> **Task requirements**:
Please reproduce the lines below word for word, starting with the line that contains "of the microphone" and running through the end of the items, inclusive.

[Named object pointing items]
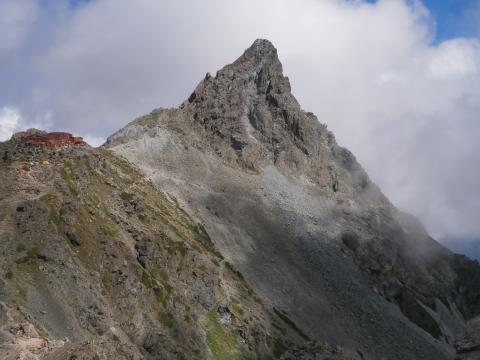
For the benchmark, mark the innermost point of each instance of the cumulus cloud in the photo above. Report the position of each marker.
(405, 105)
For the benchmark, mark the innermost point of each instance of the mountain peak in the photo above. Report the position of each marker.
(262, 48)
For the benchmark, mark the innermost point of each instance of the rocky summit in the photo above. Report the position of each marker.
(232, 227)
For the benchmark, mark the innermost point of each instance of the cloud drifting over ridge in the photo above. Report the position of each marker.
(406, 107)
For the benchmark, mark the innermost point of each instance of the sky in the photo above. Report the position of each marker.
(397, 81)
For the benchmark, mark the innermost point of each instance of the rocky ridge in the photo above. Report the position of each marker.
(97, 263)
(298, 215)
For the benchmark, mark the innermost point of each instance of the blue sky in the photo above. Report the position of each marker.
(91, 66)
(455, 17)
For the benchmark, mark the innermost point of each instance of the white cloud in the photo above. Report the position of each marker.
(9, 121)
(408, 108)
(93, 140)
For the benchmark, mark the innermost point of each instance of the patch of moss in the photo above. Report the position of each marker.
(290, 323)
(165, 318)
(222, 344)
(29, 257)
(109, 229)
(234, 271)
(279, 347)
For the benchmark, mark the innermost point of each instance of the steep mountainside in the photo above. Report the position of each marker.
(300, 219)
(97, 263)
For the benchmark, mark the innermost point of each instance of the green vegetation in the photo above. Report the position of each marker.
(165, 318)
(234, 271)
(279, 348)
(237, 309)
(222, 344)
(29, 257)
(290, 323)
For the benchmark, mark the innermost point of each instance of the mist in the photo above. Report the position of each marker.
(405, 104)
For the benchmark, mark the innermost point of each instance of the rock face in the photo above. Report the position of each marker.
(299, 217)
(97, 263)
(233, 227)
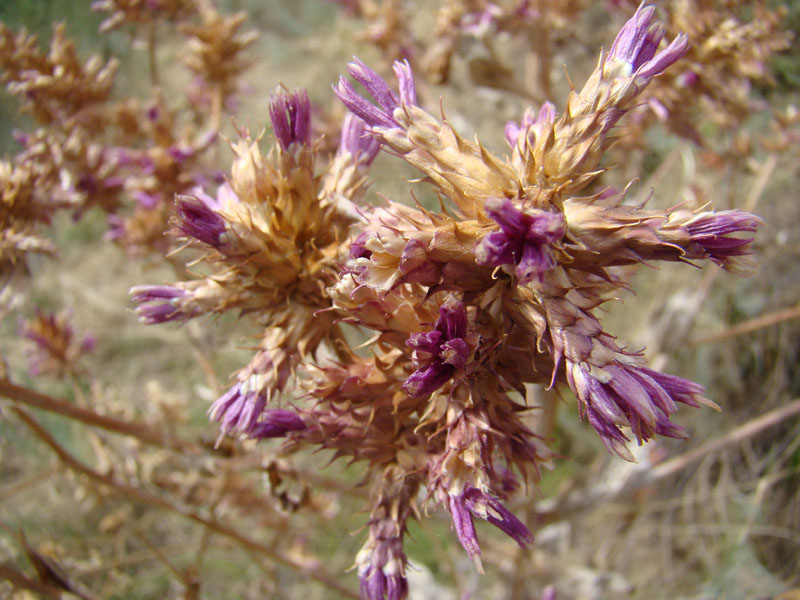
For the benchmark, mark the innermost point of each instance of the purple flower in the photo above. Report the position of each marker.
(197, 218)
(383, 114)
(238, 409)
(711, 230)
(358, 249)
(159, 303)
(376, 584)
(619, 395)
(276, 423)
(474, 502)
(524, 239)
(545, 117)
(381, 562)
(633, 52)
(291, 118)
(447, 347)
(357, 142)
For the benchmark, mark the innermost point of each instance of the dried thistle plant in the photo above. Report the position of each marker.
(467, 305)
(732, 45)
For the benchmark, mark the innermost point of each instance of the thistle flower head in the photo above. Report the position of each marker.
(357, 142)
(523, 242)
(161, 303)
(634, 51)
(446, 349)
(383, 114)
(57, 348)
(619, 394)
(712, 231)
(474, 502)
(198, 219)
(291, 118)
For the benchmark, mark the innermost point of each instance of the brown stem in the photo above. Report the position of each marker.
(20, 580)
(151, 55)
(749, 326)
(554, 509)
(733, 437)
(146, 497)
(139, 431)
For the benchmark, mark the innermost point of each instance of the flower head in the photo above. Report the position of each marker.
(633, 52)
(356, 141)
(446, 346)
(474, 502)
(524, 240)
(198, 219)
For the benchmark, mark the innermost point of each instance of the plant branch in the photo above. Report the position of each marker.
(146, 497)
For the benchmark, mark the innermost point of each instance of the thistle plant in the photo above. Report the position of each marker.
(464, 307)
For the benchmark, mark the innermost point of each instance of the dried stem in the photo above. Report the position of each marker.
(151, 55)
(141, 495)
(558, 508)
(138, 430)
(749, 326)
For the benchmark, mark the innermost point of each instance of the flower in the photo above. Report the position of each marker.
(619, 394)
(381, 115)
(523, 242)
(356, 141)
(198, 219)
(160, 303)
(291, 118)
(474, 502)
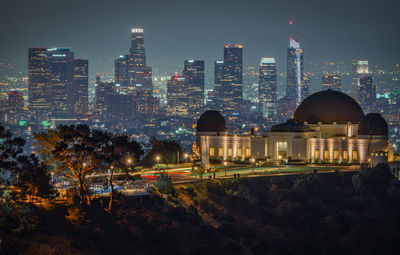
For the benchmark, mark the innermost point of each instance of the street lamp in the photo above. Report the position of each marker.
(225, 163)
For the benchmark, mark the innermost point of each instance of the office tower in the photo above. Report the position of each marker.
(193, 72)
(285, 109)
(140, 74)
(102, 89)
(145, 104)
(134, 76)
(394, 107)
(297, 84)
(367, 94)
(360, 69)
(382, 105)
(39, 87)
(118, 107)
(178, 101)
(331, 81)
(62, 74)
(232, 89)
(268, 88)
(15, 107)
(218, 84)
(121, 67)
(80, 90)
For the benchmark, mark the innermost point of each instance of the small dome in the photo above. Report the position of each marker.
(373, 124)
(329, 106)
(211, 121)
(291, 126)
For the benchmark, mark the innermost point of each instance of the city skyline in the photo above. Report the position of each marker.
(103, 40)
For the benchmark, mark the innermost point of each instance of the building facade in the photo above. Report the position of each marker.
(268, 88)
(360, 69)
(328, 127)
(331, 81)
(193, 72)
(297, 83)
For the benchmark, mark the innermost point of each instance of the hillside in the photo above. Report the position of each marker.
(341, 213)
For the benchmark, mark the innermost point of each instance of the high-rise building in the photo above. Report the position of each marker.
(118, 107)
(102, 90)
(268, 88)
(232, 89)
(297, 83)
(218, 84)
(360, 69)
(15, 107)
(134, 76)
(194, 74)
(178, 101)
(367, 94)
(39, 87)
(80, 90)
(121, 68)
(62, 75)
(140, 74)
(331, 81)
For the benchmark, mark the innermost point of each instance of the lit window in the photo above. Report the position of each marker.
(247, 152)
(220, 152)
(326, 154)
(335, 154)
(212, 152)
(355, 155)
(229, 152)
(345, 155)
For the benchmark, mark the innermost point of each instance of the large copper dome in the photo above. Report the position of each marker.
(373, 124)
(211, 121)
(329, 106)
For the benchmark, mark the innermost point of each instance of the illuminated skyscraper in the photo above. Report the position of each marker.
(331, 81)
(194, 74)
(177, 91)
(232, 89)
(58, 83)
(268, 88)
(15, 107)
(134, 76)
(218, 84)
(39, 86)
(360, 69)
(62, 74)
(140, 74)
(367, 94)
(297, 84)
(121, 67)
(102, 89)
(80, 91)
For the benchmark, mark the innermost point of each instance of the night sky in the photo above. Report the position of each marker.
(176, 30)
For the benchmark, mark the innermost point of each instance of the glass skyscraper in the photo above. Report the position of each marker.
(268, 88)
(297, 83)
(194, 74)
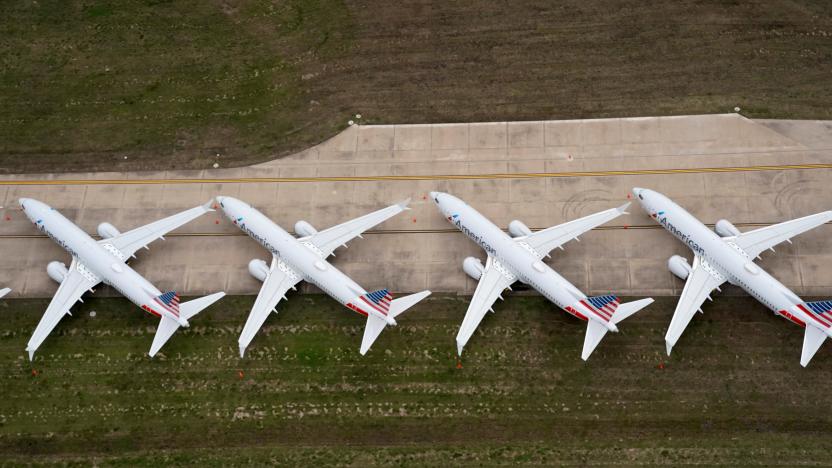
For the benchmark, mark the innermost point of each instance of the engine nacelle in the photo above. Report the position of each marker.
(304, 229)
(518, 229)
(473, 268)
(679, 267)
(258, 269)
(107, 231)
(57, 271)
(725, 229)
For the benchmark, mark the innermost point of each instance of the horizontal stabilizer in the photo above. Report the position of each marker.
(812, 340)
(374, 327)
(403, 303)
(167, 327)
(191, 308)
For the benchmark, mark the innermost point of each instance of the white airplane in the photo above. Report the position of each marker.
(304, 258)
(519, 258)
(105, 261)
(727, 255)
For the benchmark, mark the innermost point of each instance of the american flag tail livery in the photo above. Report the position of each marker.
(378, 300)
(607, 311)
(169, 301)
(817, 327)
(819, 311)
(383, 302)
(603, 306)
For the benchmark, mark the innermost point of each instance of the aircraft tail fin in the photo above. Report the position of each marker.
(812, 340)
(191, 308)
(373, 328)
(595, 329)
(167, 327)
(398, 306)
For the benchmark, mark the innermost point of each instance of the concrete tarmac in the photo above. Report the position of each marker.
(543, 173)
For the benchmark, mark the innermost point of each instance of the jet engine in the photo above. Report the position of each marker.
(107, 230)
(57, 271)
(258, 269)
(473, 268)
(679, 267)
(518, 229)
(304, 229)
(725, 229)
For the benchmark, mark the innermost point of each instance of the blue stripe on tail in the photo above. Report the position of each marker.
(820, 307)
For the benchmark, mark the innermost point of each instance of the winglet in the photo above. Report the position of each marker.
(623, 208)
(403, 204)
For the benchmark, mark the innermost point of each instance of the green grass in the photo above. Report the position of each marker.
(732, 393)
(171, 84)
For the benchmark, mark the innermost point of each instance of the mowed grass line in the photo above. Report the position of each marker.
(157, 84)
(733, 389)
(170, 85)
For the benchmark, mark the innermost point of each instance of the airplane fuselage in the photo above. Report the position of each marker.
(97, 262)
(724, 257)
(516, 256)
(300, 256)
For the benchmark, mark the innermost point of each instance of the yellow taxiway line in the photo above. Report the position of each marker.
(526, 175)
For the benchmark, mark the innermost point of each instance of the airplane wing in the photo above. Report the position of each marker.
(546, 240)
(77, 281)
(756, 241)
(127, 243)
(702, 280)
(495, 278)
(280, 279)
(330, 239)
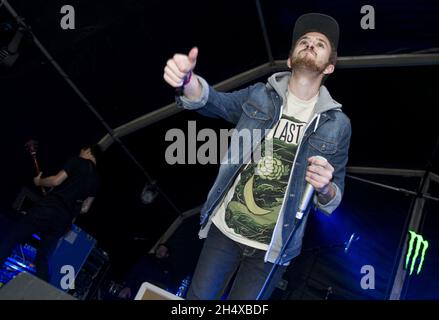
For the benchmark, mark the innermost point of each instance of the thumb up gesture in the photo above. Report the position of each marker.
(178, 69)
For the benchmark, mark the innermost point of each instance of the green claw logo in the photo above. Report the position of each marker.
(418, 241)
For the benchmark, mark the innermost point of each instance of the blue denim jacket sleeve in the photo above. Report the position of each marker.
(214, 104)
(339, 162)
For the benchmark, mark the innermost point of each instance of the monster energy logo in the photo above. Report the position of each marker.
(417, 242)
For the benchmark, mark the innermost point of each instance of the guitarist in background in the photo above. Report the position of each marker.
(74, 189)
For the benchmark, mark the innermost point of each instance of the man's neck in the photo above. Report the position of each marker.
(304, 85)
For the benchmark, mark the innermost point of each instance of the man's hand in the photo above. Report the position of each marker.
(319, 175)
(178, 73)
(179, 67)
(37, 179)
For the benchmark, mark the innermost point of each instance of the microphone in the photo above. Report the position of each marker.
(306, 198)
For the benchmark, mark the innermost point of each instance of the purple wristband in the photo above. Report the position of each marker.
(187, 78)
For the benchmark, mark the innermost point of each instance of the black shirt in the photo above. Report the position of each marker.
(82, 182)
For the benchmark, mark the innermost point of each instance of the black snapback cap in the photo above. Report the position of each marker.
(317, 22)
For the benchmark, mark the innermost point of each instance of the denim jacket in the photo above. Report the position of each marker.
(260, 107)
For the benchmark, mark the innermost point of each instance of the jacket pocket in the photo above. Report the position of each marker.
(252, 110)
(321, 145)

> **The response**:
For the benchmark, mark the innermost point of each instance of the microphone in the photo above. Report the position of each marker.
(306, 198)
For the benchmark, mark the innermost point of each instance of the purple wristband in the photo above. Report the position of each marker.
(187, 78)
For the benchmark, mark the innermost point of each instance of the black shirt in the photo above. Report the position of each marker.
(82, 182)
For the benchmark, mark the innermost point of each instance of the black snapback cap in the photo above. Report the position of each marker.
(317, 22)
For the benchmark, mark the innermost point of each instance of the denim jacket in the photo above. Report the position of each marker.
(260, 107)
For the benchmark, mark the innermost point of each instance of the jacket pocket in the photo above. Report the position of each marker.
(252, 110)
(321, 145)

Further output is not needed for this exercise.